J’ajoute que l’AP-HP occupe la place de premier promoteur institutionnel français en assurant la promotion de plus de 100 nouvelles recherches biomédicales par an.
Le poids de l’AP-HP dans la recherche médicale française a été souligné dans le rapport sur les CHU que vient de remettre Jacques Marescaux au Président de la République. L’AP-HP développe en effet beaucoup de projets innovants, tels que le cyclotron de l’hôpital Saint-Louis ou la fondation « Imagine » au sein de l’hôpital Necker-Enfants malades, qui est la référence mondiale en ce domaine.
Madame la ministre, au cours du débat de la semaine dernière, vous avez fait une remarque qui a occupé mon week-end ! Vous avez en effet déclaré que l’on ne savait pas si l’AP-HP se montrait performante grâce à ses structures ou malgré elles. C’est donc à une interrogation légitime sur les grandes structures que vous nous conduisez. Je vais essayer de vous répondre en prenant des exemples.
Si l’AP-HP était considérée dans son ensemble, on n’aurait pas à constater qu’aucune faculté de médecine parisienne ne figure dans les soixante-quinze premières places du classement de Shanghai des universités enseignant cette discipline. Lorsque ce classement est paru, les services de Gilles de Robien, à l’époque ministre de l’éducation nationale, de l’enseignement supérieur et de la recherche, en étaient arrivés à la conclusion que, en reprenant les critères utilisés par l’université de Shanghai, les universités parisiennes, si certaines d’entre elles étaient regroupées, se situeraient dans les cinq premières de ce classement !
En créant, en 2003, quatre groupements hospitaliers universitaires et en regroupant les CHU de façon géographique, l’AP-HP a démontré qu’elle avait déjà intégré cette nouvelle logique.
Je prendrai un autre exemple illustrant la nécessité de créer de grandes structures, qui ne concerne pas la recherche médicale.
Savez-vous, madame la ministre, mes chers collègues, que le plateau de Saclay est d’un poids scientifique comparable à celui de la Silicon Valley, et peut-être même plus important ? Si une structure commune pouvait tout regrouper, quelle force cela représenterait ! Mais qui le sait ? Qui ressent le besoin de créer ces grandes structures, comme l’AP-HP, à la taille du monde moderne ? Eh bien, c’est le Président de la République, Nicolas Sarkozy, qui a compris cette nécessité. Il vous a d’ailleurs répondu indirectement, madame la ministre, dans son discours fondateur du 29 avril sur le projet du Grand Paris.
......
▸ CONSIGNES
- a) Répondez aux questions suivantes à l'aide de l'extrait.
(i) Combien de nouvelles recherches biomédicales l'AP-HP promeut-elle chaque année ?
(ii) En quelle année l'AP-HP a-t-elle créé quatre groupements hospitaliers universitaires ?
(iii) À quelle date le discours sur le projet du Grand Paris a-t-il été prononcé ?
- b) Recopiez le passage de l'extrait qui va de « J’ajoute que l’AP-HP » jusqu'à « en ce domaine. ».
Appuyez-vous uniquement sur l'extrait.
......
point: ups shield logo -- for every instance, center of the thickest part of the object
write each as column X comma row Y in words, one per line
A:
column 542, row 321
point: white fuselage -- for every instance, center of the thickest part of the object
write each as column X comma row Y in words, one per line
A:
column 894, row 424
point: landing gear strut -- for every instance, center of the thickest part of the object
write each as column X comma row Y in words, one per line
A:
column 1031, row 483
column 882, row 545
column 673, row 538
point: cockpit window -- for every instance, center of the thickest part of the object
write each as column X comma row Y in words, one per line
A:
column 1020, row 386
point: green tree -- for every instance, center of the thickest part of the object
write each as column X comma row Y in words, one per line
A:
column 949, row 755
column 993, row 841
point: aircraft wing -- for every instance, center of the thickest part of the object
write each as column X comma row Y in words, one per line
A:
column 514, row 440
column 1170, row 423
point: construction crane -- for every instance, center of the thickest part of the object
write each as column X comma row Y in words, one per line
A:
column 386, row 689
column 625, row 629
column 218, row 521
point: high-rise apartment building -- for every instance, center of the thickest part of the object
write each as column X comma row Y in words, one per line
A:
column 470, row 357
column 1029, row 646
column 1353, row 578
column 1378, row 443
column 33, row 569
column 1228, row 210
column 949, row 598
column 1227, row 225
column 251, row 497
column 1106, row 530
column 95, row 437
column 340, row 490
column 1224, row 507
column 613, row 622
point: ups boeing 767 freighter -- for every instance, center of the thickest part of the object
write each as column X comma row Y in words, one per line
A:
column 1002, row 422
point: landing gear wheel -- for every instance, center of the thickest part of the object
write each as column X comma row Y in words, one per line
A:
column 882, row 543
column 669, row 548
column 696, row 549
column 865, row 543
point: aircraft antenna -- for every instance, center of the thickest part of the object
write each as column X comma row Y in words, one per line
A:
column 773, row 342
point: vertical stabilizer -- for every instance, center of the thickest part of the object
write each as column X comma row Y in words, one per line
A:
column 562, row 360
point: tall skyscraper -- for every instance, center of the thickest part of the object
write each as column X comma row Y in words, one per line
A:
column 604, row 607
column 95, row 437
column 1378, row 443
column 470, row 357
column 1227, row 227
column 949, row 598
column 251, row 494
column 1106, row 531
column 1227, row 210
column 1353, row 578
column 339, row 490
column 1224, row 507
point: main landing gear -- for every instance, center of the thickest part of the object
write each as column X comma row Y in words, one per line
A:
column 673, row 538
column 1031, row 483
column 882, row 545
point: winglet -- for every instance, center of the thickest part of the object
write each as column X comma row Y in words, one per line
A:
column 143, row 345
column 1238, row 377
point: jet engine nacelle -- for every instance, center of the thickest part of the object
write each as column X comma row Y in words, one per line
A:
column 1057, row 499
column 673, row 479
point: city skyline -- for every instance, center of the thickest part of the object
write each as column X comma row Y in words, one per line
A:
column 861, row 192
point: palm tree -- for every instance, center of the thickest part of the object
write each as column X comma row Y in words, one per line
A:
......
▸ RÉPONSES PAR NUMÉRO
- a)
(i) Plus de 100.
(ii) En 2003.
(iii) Le 29 avril.

- b)
J’ajoute que l’AP-HP occupe la place de premier promoteur institutionnel français en assurant la promotion de plus de 100 nouvelles recherches biomédicales par an.
Le poids de l’AP-HP dans la recherche médicale française a été souligné dans le rapport sur les CHU que vient de remettre Jacques Marescaux au Président de la République. L’AP-HP développe en effet beaucoup de projets innovants, tels que le cyclotron de l’hôpital Saint-Louis ou la fondation « Imagine » au sein de l’hôpital Necker-Enfants malades, qui est la référence mondiale en ce domaine.